* Stated task: Reproduce every line of the listing below without any changes.

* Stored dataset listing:
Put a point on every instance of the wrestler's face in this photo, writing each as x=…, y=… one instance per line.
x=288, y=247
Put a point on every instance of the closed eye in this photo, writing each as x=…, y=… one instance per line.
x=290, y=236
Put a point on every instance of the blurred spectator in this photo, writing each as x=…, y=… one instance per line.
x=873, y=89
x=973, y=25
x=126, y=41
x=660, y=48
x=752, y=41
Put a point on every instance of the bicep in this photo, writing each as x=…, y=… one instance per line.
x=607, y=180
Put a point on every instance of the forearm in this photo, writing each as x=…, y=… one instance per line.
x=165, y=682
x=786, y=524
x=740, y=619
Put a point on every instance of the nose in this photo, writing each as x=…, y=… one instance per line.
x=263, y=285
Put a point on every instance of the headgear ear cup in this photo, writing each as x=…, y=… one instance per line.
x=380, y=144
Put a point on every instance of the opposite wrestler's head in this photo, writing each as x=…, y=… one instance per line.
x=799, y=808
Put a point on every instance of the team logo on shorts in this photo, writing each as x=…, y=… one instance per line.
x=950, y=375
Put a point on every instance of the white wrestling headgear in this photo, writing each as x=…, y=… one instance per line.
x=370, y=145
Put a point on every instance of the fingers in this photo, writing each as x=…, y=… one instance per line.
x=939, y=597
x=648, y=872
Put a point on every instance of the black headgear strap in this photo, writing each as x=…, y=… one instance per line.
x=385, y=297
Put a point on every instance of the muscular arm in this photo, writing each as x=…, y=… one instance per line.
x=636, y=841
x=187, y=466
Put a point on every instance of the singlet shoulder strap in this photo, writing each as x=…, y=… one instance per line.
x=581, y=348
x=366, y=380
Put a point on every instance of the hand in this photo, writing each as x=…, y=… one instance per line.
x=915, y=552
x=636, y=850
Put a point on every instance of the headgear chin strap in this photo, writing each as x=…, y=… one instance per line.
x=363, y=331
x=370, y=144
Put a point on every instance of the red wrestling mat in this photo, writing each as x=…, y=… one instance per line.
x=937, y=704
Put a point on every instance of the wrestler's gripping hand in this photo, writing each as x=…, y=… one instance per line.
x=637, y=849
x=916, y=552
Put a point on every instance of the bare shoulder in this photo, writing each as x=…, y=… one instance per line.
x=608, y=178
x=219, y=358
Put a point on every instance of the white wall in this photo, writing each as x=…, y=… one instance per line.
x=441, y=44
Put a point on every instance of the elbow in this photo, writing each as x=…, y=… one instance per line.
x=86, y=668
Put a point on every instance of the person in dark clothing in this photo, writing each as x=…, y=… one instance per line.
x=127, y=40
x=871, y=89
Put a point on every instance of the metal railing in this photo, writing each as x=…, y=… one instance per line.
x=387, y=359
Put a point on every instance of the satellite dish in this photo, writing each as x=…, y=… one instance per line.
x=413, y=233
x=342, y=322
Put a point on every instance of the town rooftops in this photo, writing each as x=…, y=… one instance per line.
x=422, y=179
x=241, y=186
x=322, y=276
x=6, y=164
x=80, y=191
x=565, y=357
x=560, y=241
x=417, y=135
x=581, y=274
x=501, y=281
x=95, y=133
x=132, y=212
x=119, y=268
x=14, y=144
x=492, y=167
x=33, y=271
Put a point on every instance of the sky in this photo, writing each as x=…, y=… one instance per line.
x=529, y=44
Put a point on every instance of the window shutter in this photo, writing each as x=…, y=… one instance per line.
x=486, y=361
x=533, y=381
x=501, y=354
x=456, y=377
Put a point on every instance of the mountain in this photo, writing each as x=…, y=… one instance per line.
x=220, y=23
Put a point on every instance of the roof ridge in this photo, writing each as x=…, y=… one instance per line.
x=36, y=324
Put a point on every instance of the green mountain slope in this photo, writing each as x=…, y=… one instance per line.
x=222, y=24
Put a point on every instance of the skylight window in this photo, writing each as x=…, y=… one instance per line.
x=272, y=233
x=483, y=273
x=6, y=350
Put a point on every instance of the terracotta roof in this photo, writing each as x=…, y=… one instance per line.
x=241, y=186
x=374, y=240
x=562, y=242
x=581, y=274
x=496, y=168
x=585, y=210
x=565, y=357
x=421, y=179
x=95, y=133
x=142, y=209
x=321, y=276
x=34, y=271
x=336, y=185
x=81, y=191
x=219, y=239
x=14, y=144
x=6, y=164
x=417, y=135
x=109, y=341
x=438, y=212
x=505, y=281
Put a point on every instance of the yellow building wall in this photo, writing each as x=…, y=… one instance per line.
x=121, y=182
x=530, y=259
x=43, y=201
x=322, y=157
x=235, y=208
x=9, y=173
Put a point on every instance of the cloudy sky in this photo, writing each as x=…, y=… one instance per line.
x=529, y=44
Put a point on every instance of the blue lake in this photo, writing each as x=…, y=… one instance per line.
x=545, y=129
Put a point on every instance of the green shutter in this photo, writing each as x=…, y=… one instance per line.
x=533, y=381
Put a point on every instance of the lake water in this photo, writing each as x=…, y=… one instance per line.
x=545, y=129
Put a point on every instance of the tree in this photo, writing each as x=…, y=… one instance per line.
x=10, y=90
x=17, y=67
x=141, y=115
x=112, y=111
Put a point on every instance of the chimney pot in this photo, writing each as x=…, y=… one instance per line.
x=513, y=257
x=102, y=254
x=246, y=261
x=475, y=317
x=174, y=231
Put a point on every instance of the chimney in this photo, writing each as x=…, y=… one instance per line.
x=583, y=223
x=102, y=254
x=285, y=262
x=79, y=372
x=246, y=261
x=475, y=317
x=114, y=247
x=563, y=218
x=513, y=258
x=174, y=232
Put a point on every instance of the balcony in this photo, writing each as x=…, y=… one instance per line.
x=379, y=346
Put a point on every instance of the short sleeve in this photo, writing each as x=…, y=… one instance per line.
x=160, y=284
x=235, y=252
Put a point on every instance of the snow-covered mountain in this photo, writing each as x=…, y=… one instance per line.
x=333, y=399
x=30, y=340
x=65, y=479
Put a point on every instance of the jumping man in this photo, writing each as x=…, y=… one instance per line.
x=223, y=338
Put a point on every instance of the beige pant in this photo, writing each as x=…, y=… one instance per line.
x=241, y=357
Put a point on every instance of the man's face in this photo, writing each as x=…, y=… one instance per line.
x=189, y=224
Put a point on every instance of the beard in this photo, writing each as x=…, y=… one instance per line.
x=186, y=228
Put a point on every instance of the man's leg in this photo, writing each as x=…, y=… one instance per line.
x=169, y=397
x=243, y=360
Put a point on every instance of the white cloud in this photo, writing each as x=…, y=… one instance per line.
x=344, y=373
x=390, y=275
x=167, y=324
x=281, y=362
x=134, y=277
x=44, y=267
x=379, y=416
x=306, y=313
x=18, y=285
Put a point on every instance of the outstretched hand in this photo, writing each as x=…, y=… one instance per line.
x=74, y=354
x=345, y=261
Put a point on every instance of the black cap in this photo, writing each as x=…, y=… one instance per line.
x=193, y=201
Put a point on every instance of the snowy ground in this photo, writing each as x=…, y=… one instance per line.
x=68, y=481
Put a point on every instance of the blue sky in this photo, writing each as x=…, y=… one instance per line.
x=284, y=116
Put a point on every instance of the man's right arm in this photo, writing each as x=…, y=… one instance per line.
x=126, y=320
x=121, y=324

* Response:
Put a point on every instance of the wrestler's face in this photo, writing each as x=…, y=… one instance per line.
x=288, y=247
Put a point on every instance of the closed eye in this photo, writing each as x=…, y=… one instance per line.
x=290, y=236
Put a point on every instance of the blurred spectator in this photo, writing each as x=…, y=… one instance per line.
x=873, y=89
x=973, y=25
x=126, y=41
x=660, y=48
x=752, y=41
Put a point on every instance of the bicep in this photo, writing each as x=…, y=… one instance per line.
x=607, y=180
Put a point on every instance of the forearm in this photo, writing each as x=…, y=… one instance per line.
x=165, y=682
x=786, y=524
x=740, y=619
Put a point on every instance of the nose in this photo, writing each as x=…, y=… one instance per line.
x=263, y=285
Put a point on every instance of the headgear ear cup in this photo, writing each as x=…, y=… one instance per line.
x=380, y=144
Put a point on every instance of the opposite wrestler's head in this photo, writing each as x=…, y=… one instance per line.
x=799, y=808
Put a point on every instance of the team logo on shorts in this photo, writing each as x=…, y=… one instance per line.
x=950, y=375
Put a point on every instance of the white wrestling headgear in this photo, writing each as x=…, y=… one instance per line.
x=370, y=145
Put a point on every instance of the fingers in this photo, writing each as x=…, y=… one instance per line.
x=939, y=597
x=648, y=872
Put a point on every instance of the black headgear strap in this photo, writing each as x=…, y=… one instance per line.
x=385, y=297
Put a point on every instance of the muscular arm in this photo, writing each as x=…, y=… one instance per line.
x=636, y=841
x=187, y=466
Put a point on every instance of the singlet shoulder strap in this photo, writing each as x=…, y=… one instance per line.
x=581, y=348
x=366, y=380
Put a point on every instance of the hand in this photo, writing each as x=…, y=… one instance per line.
x=915, y=552
x=636, y=850
Put a point on every instance of the headgear chin strap in this photo, writing each as x=…, y=… one instance per line.
x=363, y=331
x=370, y=144
Put a point on every instance of the red wrestling mat in this photo, writing each as x=…, y=… one instance per line.
x=937, y=704
Put a point on every instance of the wrestler's gripping hand in this photo, writing each as x=…, y=… one instance per line.
x=637, y=849
x=916, y=552
Put a point on every instance of the bare shoulder in this photo, writing each as x=…, y=… one instance per line.
x=608, y=178
x=219, y=358
Put a point on every instance of the white wall in this photo, writing each as x=…, y=… one instance per line.
x=441, y=44
Put a point on every instance of the elbow in this photo, writing each as x=…, y=… one instance per line.
x=86, y=668
Put a point on every instance of the person in dark clothing in this photo, writing each as x=…, y=… one instance per line.
x=127, y=40
x=871, y=89
Put a point on every instance of the metal railing in this photo, writing each as x=…, y=… one instance per line.
x=387, y=359
Put a point on every instance of the satellite dish in this photo, writing each as x=…, y=… one instance per line.
x=413, y=233
x=342, y=322
Put a point on every instance of the town rooftops in this photo, writing each as x=…, y=… one instance per line.
x=422, y=179
x=241, y=186
x=322, y=276
x=6, y=164
x=80, y=191
x=565, y=357
x=560, y=241
x=417, y=135
x=581, y=274
x=501, y=281
x=95, y=133
x=132, y=212
x=119, y=268
x=14, y=144
x=492, y=167
x=33, y=271
Put a point on every instance of the sky in this photo, writing each as x=…, y=… one instance per line.
x=529, y=44
Put a point on every instance of the window shutter in this photo, writing each as x=…, y=… one instance per line.
x=486, y=361
x=533, y=381
x=501, y=354
x=456, y=377
Put a point on every instance of the mountain in this photo, writing each as x=…, y=… one instance per line.
x=220, y=23
Put a point on every instance of the roof ridge in this photo, writing each as x=…, y=… one instance per line.
x=36, y=324
Put a point on every instance of the green mountain slope in this photo, writing each as x=…, y=… one instance per line.
x=222, y=24
Put a point on every instance of the skylight window in this photo, writing each as x=…, y=… one instance per line.
x=272, y=233
x=483, y=273
x=6, y=350
Put a point on every instance of the terracotta roof in this photo, writing each as x=…, y=… one instance per line.
x=241, y=186
x=374, y=240
x=562, y=242
x=581, y=274
x=496, y=168
x=585, y=210
x=565, y=357
x=421, y=179
x=95, y=133
x=142, y=209
x=321, y=276
x=34, y=271
x=336, y=185
x=81, y=191
x=219, y=239
x=14, y=144
x=6, y=164
x=417, y=135
x=109, y=341
x=438, y=212
x=505, y=281
Put a point on every instance of the yellow building wall in this photo, writing each as x=…, y=… one instance per line.
x=121, y=182
x=530, y=259
x=43, y=201
x=322, y=157
x=235, y=208
x=9, y=173
Put a point on every instance of the cloudy sky in this photo, writing each as x=…, y=… one instance per line.
x=529, y=44
Put a point on every instance of the blue lake in this photo, writing each as x=…, y=… one instance per line.
x=545, y=129
Put a point on every instance of the green shutter in this photo, writing each as x=…, y=… one instance per line.
x=533, y=381
Put a point on every instance of the lake water in this photo, writing each as x=…, y=… one instance per line.
x=545, y=129
Put a point on every instance of the tree in this photo, writing each as x=…, y=… one instance per line.
x=10, y=90
x=17, y=67
x=141, y=115
x=112, y=111
Put a point on every instance of the chimney pot in this photo, writing each as x=…, y=… one instance per line.
x=513, y=257
x=102, y=254
x=246, y=261
x=475, y=317
x=174, y=231
Put a point on every instance of the chimney in this photo, writing each as x=…, y=… one instance per line.
x=583, y=223
x=102, y=254
x=285, y=262
x=79, y=372
x=246, y=261
x=475, y=317
x=114, y=247
x=563, y=218
x=513, y=258
x=174, y=232
Put a point on every instance of the balcony in this photo, writing each as x=…, y=… one instance per line.
x=379, y=346
Put a point on every instance of the short sleeve in this photo, writing each as x=…, y=… one instance per line.
x=160, y=284
x=235, y=252
Put a point on every instance of the snow-covered mountain in this photo, writing each as x=…, y=… one instance per line.
x=333, y=399
x=30, y=340
x=65, y=479
Put a point on every instance of the jumping man in this photo, writing each as x=…, y=… one instance per line.
x=223, y=338
Put a point on every instance of the beige pant in this photo, writing each as x=…, y=… one instance per line.
x=241, y=357
Put a point on every instance of the man's face in this photo, writing each as x=…, y=… one instance per line.
x=189, y=224
Put a point on every instance of the beard in this photo, writing each as x=…, y=… one instance per line.
x=186, y=228
Put a point on every instance of the man's leg in this photo, writing each as x=…, y=… one instance per line.
x=169, y=397
x=243, y=360
Put a point on every instance of the white cloud in this photo, writing each as x=…, y=… one instance per line.
x=344, y=373
x=390, y=275
x=167, y=324
x=281, y=362
x=134, y=277
x=44, y=267
x=379, y=416
x=306, y=313
x=18, y=285
Put a point on every instance of the outstretched hand in this photo, writing each as x=…, y=… one instance per line.
x=74, y=354
x=345, y=261
Put a point on every instance of the black cap in this photo, writing each as x=…, y=… one instance per line.
x=193, y=201
Put a point on every instance of the snowy ground in this photo, writing each as x=…, y=… one instance per line.
x=68, y=481
Put a point on every instance of the blue sky in this photo, writing each as x=…, y=… one instance per line.
x=284, y=116
Put a point on every instance of the man's right arm in this photo, writing each as x=…, y=… one instance per line.
x=126, y=320
x=121, y=324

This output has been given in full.